(Entries from a dataset)
(begin)
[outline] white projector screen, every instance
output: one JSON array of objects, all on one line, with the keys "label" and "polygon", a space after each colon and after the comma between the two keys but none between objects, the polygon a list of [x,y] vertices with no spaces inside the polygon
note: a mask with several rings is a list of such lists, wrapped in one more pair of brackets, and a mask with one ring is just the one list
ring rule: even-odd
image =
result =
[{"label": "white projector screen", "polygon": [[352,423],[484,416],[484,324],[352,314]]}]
(end)
== Short task ==
Rewrite the entries above, swapping "mask" for "shape" everywhere and keeping every other character unchanged.

== Result for this task ==
[outline] white projector screen, every instance
output: one JSON array of objects, all on one line, with the keys "label" and "polygon", a space after each colon and after the comma between the two keys but none between objects, the polygon a list of [x,y] vertices with no spaces inside the polygon
note: a shape with several rings is a list of such lists, wrapped in one more pair of brackets, and a shape with one ring is just the one list
ring rule: even-odd
image =
result =
[{"label": "white projector screen", "polygon": [[352,423],[484,416],[484,324],[352,314]]}]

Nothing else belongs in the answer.